** start of EXTRACTED DATA **

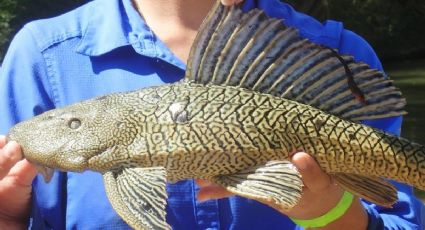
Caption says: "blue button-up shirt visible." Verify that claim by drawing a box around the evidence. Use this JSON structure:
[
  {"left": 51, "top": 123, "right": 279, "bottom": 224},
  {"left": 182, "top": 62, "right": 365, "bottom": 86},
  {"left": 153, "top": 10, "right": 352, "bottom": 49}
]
[{"left": 0, "top": 0, "right": 422, "bottom": 229}]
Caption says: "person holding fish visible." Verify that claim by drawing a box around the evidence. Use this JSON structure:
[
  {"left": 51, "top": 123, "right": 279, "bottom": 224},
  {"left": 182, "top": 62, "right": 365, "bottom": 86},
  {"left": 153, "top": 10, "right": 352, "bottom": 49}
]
[{"left": 0, "top": 0, "right": 424, "bottom": 229}]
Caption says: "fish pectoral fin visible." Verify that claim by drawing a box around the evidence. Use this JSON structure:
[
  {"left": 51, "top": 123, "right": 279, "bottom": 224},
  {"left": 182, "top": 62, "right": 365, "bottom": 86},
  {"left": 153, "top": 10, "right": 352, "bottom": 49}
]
[
  {"left": 332, "top": 173, "right": 398, "bottom": 207},
  {"left": 210, "top": 161, "right": 303, "bottom": 210},
  {"left": 103, "top": 167, "right": 171, "bottom": 229}
]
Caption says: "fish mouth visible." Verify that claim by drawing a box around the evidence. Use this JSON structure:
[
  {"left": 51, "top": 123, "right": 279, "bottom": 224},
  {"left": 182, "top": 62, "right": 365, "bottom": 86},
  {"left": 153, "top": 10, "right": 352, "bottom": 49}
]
[{"left": 34, "top": 164, "right": 55, "bottom": 183}]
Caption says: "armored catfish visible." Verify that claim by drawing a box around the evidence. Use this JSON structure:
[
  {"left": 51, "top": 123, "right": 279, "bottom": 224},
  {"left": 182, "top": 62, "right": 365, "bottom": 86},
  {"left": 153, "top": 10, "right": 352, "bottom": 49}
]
[{"left": 8, "top": 3, "right": 425, "bottom": 229}]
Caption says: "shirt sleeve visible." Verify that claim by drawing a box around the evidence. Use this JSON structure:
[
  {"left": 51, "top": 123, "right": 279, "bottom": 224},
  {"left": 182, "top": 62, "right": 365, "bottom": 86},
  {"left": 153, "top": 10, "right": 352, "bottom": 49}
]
[
  {"left": 244, "top": 0, "right": 425, "bottom": 230},
  {"left": 0, "top": 24, "right": 53, "bottom": 135}
]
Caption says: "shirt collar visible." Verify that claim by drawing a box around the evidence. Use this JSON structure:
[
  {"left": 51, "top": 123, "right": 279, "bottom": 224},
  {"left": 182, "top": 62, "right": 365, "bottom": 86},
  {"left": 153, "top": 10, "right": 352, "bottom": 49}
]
[{"left": 76, "top": 0, "right": 185, "bottom": 69}]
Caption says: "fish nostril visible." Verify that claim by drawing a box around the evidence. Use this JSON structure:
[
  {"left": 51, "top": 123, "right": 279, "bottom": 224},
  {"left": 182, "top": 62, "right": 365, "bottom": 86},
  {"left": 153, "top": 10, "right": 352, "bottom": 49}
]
[{"left": 68, "top": 118, "right": 81, "bottom": 129}]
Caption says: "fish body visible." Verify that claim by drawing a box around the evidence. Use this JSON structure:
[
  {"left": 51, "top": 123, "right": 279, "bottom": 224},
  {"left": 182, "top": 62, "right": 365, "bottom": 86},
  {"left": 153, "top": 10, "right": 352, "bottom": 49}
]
[
  {"left": 9, "top": 81, "right": 425, "bottom": 185},
  {"left": 4, "top": 1, "right": 425, "bottom": 229}
]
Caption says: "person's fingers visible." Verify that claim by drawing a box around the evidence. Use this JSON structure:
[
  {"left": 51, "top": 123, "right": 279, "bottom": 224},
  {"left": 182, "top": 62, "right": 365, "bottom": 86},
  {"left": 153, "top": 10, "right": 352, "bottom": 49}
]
[
  {"left": 292, "top": 152, "right": 332, "bottom": 192},
  {"left": 0, "top": 141, "right": 22, "bottom": 179},
  {"left": 221, "top": 0, "right": 243, "bottom": 6},
  {"left": 8, "top": 159, "right": 38, "bottom": 186},
  {"left": 0, "top": 135, "right": 7, "bottom": 148}
]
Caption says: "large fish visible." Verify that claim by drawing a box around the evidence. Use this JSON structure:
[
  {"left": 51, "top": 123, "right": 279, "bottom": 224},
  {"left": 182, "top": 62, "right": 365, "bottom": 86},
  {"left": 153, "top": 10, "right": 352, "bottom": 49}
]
[{"left": 8, "top": 3, "right": 425, "bottom": 229}]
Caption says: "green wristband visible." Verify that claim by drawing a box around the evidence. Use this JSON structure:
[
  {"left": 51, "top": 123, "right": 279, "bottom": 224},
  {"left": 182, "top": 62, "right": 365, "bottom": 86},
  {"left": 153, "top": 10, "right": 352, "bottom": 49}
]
[{"left": 291, "top": 191, "right": 354, "bottom": 228}]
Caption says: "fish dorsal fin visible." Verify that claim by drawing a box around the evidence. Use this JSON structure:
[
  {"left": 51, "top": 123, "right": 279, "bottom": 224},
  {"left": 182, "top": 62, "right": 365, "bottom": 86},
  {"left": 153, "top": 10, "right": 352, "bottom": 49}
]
[{"left": 186, "top": 1, "right": 405, "bottom": 121}]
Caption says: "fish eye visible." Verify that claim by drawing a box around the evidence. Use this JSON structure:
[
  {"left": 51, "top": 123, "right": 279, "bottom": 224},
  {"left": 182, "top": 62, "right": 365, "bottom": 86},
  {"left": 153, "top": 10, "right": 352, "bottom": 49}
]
[{"left": 68, "top": 118, "right": 81, "bottom": 129}]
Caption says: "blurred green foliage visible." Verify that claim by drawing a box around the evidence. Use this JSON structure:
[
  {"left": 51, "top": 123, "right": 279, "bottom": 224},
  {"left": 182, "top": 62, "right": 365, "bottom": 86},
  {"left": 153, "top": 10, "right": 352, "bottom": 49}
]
[{"left": 0, "top": 0, "right": 425, "bottom": 63}]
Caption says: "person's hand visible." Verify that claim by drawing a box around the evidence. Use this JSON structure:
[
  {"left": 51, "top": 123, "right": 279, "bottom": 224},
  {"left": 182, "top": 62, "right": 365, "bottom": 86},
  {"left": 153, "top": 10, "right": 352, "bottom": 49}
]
[
  {"left": 0, "top": 136, "right": 37, "bottom": 229},
  {"left": 221, "top": 0, "right": 243, "bottom": 6},
  {"left": 197, "top": 153, "right": 368, "bottom": 229}
]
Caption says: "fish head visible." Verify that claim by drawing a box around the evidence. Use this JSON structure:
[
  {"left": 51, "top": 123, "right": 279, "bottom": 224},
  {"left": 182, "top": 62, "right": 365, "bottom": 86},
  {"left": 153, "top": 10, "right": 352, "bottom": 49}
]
[{"left": 8, "top": 97, "right": 124, "bottom": 179}]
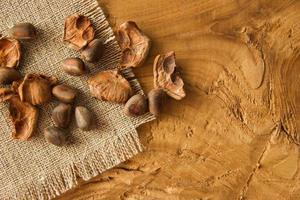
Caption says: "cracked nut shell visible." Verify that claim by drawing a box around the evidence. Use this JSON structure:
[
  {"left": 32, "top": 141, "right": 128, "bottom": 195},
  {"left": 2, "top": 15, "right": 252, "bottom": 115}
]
[
  {"left": 62, "top": 58, "right": 88, "bottom": 76},
  {"left": 18, "top": 74, "right": 57, "bottom": 105},
  {"left": 44, "top": 126, "right": 67, "bottom": 146},
  {"left": 10, "top": 22, "right": 36, "bottom": 40},
  {"left": 52, "top": 103, "right": 72, "bottom": 128},
  {"left": 148, "top": 89, "right": 165, "bottom": 116},
  {"left": 52, "top": 84, "right": 77, "bottom": 103},
  {"left": 64, "top": 14, "right": 95, "bottom": 51},
  {"left": 153, "top": 51, "right": 186, "bottom": 100},
  {"left": 0, "top": 67, "right": 22, "bottom": 84},
  {"left": 81, "top": 39, "right": 104, "bottom": 63},
  {"left": 124, "top": 94, "right": 148, "bottom": 117},
  {"left": 0, "top": 38, "right": 21, "bottom": 68},
  {"left": 0, "top": 88, "right": 39, "bottom": 141},
  {"left": 75, "top": 106, "right": 93, "bottom": 131},
  {"left": 118, "top": 21, "right": 151, "bottom": 68},
  {"left": 88, "top": 70, "right": 132, "bottom": 103}
]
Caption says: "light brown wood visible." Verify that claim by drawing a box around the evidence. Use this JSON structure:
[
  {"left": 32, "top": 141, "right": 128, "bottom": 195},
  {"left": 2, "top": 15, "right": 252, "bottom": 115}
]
[{"left": 58, "top": 0, "right": 300, "bottom": 200}]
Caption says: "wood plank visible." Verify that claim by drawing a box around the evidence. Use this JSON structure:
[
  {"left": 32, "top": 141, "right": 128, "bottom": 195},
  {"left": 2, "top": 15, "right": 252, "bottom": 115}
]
[{"left": 58, "top": 0, "right": 300, "bottom": 200}]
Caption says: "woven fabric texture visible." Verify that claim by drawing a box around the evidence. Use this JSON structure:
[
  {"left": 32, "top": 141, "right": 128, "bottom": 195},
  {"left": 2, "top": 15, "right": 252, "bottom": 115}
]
[{"left": 0, "top": 0, "right": 154, "bottom": 199}]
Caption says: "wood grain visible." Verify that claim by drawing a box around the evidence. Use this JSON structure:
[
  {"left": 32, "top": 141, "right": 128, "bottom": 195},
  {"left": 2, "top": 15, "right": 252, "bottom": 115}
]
[{"left": 58, "top": 0, "right": 300, "bottom": 200}]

** end of EXTRACTED DATA **

**THE REQUEST**
From the rows above, pull out every line that contains the string "person" and copy each one in full.

**OUTPUT BELOW**
Caption says: "person holding fish visible." Verify that claim by drawing a box around the evidence. Use this JSON structure:
Caption says: "person's fingers visible." Verify that claim by drawing a box around the evidence. Use this JSON structure:
Caption says: "person's hand visible." Verify that claim by drawing a box around the evidence. Use this JSON structure:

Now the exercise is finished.